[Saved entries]
════════
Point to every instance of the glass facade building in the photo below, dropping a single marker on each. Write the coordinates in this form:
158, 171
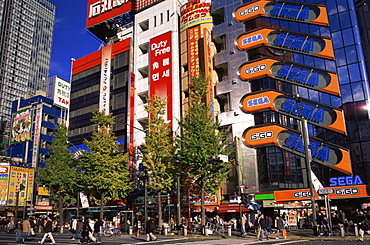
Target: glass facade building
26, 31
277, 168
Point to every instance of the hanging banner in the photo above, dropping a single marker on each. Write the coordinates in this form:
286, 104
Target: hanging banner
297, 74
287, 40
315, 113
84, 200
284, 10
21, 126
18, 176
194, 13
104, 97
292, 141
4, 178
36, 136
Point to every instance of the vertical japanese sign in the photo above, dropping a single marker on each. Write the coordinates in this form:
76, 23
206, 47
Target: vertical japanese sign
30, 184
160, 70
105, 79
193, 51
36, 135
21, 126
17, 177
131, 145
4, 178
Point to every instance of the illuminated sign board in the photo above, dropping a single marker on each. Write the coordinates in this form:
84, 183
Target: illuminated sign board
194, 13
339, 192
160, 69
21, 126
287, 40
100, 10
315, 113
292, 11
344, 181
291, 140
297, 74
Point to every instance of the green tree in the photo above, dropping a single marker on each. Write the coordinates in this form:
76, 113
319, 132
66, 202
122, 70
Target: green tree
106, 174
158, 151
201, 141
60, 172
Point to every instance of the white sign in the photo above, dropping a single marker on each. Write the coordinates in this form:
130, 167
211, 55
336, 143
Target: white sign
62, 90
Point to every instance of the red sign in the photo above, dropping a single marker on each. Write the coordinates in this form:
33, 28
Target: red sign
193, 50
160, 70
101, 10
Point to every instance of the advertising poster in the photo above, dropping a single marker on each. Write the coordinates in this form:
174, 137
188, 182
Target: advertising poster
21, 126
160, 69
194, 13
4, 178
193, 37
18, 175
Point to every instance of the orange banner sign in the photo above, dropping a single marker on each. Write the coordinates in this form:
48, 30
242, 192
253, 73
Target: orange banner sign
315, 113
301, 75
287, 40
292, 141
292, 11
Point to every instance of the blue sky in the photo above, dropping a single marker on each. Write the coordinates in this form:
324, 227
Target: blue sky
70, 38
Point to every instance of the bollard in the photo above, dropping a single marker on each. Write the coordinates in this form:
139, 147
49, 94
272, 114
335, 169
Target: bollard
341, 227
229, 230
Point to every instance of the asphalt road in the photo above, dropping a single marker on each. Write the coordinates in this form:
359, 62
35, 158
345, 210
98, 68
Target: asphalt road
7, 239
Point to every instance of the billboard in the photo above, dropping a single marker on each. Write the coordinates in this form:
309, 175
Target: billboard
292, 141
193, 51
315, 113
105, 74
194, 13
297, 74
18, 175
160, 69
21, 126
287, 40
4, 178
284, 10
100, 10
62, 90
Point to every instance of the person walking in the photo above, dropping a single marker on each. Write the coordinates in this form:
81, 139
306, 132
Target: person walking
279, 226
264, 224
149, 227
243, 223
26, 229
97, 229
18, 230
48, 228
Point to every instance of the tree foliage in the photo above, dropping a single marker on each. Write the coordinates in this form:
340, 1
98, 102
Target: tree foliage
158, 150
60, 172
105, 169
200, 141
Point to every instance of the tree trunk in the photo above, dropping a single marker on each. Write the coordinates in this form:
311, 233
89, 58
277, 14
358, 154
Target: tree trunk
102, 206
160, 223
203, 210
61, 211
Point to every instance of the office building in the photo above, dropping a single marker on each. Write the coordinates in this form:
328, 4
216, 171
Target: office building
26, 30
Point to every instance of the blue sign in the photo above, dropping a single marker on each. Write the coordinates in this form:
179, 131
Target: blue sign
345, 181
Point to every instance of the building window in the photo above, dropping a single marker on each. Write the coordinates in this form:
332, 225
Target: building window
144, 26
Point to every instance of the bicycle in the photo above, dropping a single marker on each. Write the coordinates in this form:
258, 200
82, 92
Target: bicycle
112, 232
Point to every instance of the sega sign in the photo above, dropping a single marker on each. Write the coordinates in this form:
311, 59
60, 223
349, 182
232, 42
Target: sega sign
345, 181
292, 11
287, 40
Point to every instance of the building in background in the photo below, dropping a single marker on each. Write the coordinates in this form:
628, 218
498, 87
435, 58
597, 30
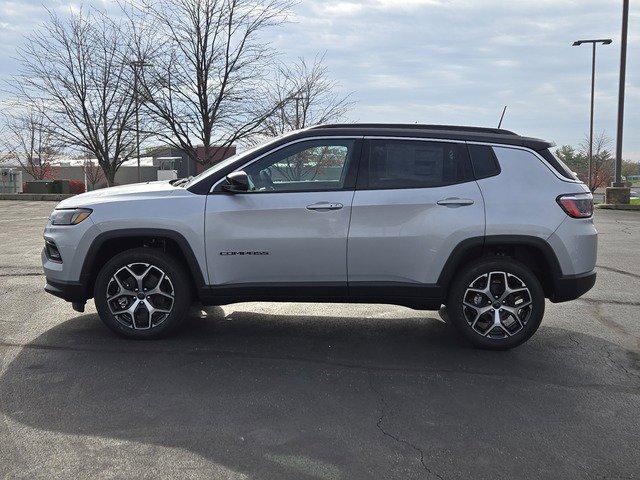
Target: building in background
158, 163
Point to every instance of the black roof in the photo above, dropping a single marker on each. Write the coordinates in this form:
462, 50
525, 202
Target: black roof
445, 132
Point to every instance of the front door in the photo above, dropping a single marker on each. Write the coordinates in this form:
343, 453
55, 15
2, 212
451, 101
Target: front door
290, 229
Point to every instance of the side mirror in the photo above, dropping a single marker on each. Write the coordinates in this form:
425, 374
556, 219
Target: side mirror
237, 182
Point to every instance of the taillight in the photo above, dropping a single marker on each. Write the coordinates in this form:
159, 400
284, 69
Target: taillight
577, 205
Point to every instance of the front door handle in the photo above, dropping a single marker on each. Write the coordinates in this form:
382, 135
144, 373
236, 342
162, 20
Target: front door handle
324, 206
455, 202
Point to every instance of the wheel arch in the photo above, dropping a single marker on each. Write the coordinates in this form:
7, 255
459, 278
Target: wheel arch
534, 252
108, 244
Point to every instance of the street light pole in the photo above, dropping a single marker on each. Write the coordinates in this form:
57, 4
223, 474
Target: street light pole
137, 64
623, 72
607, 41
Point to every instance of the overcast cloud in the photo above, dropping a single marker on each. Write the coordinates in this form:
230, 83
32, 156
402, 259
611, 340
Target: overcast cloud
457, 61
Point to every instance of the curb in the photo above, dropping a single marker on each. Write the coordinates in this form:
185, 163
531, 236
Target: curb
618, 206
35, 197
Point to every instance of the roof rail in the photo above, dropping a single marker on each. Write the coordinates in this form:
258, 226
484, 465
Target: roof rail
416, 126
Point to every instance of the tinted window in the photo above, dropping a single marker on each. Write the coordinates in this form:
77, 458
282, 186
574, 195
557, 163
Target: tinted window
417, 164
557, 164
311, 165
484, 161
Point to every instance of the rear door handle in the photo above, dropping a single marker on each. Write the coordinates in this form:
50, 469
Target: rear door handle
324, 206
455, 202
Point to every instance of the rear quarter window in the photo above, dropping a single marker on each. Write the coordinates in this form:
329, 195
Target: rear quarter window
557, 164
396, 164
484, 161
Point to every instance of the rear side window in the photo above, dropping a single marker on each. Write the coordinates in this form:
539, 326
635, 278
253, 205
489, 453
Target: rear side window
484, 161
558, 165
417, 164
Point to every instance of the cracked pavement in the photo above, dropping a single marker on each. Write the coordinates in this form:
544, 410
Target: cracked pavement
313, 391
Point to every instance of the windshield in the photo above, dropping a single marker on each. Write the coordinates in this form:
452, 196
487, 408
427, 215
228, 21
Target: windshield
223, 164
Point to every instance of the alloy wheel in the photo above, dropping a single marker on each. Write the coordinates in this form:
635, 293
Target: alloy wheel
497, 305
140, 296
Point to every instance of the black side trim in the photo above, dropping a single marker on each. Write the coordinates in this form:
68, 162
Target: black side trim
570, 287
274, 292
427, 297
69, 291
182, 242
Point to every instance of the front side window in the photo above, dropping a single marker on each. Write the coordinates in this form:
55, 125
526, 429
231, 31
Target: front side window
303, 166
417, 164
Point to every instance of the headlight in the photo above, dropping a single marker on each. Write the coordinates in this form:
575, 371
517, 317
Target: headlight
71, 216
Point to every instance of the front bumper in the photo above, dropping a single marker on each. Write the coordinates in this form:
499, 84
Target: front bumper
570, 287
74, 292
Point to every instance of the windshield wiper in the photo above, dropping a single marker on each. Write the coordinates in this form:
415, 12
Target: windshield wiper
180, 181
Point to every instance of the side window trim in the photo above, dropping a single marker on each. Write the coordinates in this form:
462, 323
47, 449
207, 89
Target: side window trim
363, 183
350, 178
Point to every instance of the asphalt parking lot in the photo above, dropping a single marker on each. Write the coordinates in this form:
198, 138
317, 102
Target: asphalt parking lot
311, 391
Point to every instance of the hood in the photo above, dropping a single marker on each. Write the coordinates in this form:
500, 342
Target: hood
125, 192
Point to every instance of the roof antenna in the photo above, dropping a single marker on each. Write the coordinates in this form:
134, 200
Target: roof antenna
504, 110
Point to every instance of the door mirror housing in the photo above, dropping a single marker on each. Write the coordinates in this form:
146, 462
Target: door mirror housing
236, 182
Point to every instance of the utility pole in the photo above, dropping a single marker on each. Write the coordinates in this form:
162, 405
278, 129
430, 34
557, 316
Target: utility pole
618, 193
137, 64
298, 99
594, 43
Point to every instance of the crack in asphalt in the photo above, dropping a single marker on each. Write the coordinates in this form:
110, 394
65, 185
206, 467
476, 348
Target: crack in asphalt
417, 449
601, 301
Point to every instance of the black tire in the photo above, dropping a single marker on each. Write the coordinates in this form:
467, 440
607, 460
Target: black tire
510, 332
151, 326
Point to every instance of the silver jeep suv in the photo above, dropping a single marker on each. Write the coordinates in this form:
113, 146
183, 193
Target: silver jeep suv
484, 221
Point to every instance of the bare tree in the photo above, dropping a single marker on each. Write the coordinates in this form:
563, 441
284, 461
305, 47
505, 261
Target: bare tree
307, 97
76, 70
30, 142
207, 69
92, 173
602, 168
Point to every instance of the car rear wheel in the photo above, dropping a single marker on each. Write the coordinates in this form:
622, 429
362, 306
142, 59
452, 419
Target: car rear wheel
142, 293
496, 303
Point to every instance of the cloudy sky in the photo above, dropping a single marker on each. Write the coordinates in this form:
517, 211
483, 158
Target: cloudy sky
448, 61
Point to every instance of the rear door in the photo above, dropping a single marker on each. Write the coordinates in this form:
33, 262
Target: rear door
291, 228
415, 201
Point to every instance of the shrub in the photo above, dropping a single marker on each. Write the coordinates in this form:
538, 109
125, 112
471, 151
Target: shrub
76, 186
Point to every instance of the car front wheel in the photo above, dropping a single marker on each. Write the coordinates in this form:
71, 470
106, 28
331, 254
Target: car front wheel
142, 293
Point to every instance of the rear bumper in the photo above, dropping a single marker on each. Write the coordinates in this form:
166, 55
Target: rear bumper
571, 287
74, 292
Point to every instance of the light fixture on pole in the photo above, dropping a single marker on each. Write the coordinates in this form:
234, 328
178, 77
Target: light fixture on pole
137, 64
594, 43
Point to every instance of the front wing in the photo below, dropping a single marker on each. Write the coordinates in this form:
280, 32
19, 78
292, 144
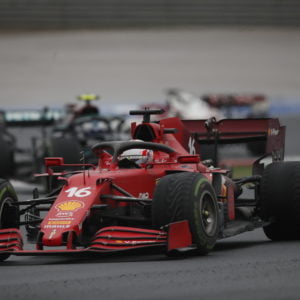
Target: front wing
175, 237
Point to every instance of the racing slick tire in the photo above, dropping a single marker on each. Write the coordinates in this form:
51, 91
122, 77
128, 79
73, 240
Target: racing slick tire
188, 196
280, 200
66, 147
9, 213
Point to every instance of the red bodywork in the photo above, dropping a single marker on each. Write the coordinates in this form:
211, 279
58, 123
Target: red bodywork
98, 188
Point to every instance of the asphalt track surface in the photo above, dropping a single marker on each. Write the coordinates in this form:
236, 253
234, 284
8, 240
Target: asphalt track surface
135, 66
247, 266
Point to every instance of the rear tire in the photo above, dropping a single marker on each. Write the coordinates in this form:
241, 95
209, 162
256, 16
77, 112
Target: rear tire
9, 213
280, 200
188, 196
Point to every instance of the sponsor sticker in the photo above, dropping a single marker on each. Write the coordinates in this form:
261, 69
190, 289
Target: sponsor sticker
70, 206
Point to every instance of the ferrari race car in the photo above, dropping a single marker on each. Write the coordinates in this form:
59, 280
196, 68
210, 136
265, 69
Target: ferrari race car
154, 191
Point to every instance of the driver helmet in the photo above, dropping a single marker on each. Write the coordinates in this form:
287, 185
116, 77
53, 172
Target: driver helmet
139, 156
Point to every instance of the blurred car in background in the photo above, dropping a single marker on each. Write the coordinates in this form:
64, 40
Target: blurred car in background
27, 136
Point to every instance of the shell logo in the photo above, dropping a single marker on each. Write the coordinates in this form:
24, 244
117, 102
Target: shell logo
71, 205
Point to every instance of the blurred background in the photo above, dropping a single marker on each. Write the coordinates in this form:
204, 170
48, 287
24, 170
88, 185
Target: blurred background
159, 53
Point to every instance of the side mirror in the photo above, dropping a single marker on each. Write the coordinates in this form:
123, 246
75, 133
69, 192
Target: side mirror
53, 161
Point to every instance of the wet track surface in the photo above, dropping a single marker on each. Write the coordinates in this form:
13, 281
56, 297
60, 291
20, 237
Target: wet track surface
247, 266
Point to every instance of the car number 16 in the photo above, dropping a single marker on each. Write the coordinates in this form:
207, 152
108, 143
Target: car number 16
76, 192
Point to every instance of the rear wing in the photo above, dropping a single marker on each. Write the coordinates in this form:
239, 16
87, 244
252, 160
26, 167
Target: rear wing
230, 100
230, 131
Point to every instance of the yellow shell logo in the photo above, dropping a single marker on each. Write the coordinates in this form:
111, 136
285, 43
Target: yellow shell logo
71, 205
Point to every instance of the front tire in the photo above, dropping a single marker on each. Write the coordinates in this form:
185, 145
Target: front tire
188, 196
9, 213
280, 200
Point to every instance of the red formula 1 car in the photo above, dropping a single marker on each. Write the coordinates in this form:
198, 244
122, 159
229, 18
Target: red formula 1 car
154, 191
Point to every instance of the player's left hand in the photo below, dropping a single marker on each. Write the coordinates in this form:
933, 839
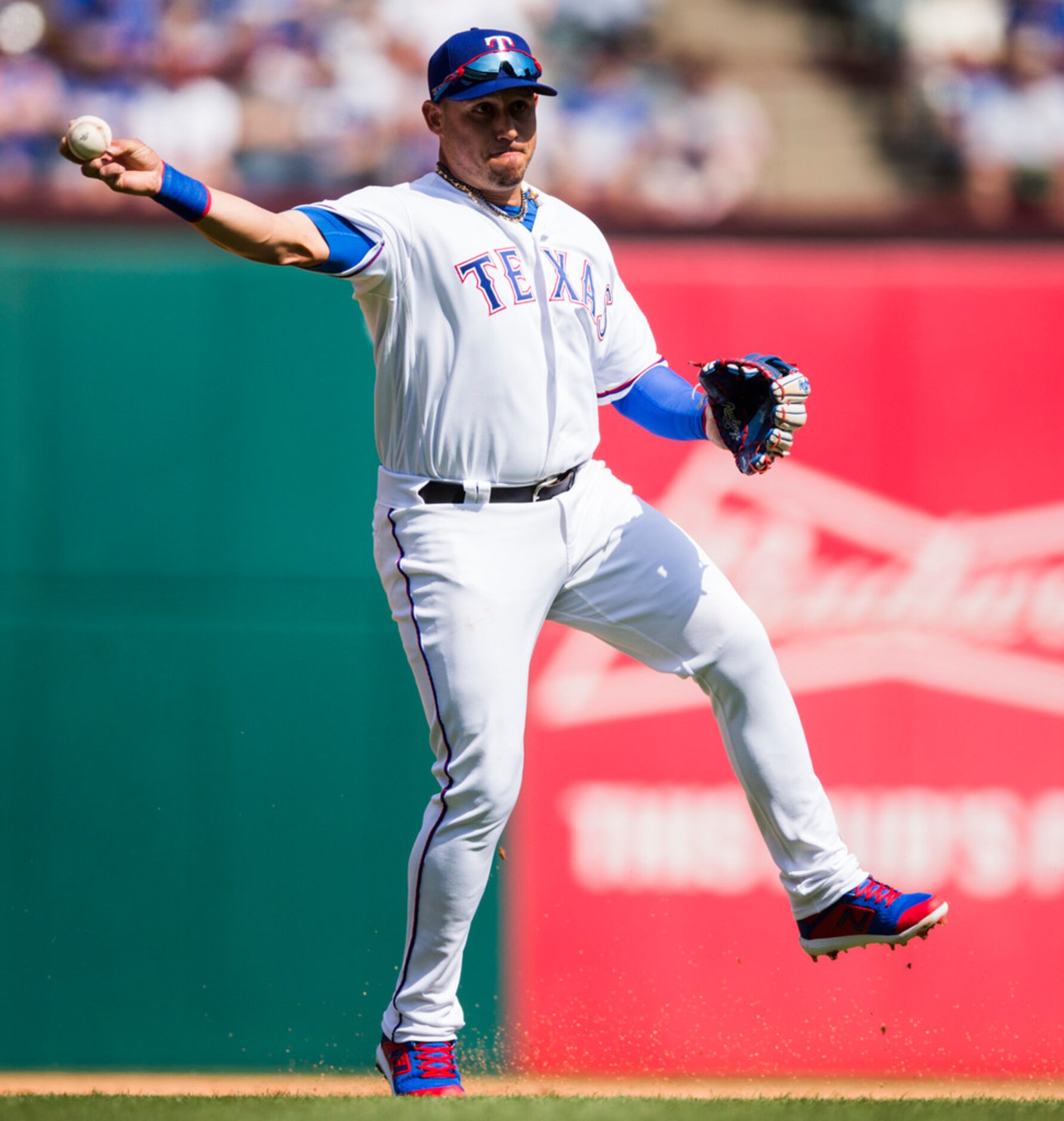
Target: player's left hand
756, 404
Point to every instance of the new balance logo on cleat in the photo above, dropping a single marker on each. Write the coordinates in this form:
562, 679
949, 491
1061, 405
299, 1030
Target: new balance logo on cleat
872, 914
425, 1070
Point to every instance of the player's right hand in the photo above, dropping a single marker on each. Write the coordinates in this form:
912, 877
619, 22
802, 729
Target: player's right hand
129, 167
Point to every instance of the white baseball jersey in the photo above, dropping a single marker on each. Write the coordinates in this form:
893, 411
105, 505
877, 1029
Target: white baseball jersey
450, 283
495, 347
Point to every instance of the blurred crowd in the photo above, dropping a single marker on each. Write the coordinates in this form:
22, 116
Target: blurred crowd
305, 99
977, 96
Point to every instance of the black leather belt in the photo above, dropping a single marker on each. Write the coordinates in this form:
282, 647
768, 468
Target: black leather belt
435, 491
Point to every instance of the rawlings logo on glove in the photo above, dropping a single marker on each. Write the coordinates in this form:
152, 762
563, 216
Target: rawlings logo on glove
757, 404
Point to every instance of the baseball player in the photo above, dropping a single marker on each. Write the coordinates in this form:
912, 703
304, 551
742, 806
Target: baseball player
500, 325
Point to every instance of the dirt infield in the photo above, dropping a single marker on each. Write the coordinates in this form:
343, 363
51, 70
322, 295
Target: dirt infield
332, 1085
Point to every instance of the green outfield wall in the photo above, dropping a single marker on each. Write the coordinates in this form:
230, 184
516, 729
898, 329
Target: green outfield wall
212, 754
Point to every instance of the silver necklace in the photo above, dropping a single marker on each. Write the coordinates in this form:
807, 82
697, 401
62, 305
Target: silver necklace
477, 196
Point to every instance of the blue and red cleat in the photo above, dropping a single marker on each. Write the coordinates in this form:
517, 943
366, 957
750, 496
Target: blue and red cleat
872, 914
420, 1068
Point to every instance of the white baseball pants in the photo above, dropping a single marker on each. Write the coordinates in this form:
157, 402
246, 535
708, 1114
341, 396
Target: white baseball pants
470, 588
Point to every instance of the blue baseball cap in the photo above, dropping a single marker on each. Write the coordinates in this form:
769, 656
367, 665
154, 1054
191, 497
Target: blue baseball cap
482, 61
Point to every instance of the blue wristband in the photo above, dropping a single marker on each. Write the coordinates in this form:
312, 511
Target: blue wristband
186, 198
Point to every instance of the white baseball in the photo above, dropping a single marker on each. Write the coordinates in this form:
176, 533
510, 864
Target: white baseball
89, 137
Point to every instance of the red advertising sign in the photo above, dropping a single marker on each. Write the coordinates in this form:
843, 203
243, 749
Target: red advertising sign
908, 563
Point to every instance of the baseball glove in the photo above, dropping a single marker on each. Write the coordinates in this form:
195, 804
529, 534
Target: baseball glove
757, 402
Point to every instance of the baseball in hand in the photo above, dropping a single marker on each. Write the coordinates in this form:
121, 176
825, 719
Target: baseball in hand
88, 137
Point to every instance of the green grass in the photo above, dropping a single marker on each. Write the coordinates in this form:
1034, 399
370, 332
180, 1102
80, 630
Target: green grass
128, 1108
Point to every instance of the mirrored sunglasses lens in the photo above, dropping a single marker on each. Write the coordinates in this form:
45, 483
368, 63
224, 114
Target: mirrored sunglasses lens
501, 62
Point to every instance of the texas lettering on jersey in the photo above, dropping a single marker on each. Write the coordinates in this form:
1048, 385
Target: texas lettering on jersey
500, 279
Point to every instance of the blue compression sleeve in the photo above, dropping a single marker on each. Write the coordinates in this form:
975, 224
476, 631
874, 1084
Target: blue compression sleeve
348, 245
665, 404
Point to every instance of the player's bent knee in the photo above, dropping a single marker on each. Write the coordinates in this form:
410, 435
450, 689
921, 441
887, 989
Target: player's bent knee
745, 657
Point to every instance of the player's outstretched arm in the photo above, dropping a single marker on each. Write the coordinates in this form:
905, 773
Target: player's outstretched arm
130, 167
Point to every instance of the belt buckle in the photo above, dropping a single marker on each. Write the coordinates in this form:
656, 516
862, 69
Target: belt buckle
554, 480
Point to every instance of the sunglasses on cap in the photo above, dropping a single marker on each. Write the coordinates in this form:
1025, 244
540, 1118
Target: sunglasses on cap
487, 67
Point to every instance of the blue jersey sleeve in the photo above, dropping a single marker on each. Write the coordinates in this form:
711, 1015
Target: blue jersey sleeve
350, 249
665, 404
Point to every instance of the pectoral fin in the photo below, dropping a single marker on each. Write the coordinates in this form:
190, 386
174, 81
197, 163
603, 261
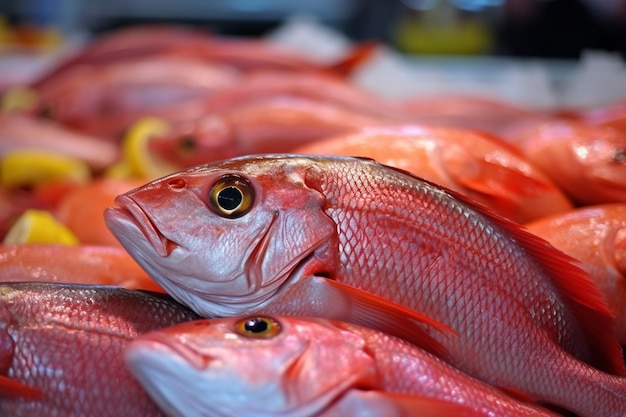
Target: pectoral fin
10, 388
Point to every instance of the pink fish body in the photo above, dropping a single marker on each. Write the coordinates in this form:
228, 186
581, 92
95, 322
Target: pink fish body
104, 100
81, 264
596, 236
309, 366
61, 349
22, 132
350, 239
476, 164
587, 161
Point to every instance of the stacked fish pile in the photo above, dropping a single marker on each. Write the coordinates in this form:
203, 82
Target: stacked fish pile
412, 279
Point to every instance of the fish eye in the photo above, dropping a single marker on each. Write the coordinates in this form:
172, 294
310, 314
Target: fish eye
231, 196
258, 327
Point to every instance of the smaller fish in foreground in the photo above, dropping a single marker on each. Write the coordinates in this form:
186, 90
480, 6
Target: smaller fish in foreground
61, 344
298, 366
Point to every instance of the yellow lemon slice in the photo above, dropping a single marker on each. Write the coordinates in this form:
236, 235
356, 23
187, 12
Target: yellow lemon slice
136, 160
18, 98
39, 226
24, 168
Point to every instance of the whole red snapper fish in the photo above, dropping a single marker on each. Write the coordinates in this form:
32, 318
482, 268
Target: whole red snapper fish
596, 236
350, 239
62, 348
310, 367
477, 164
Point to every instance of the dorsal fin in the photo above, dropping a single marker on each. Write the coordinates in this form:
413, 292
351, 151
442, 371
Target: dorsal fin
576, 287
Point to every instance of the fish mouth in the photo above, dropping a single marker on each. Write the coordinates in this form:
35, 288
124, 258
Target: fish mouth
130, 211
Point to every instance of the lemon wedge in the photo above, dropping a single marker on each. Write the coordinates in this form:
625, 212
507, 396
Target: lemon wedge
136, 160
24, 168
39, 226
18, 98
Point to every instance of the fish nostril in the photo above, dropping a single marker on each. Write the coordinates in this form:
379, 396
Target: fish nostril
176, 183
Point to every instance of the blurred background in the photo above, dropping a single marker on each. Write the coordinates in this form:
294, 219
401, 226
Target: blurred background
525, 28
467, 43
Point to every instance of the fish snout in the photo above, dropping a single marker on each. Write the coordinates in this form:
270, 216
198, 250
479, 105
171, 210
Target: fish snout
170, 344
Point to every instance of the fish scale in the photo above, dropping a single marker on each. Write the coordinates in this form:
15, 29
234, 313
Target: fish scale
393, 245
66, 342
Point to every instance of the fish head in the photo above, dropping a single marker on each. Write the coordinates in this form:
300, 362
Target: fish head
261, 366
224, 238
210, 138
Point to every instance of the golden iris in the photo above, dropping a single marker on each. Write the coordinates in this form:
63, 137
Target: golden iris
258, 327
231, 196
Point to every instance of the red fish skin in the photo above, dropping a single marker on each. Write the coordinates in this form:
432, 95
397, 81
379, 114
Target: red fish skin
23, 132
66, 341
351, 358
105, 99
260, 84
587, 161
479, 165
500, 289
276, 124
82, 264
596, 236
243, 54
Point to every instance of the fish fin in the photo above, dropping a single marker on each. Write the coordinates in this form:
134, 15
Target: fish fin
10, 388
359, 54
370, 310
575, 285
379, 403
════════
ASSIGNED TASK:
Work out the count of lines in the data above containing the string "below". Give it alone.

OUTPUT FOR THIS EXERCISE:
5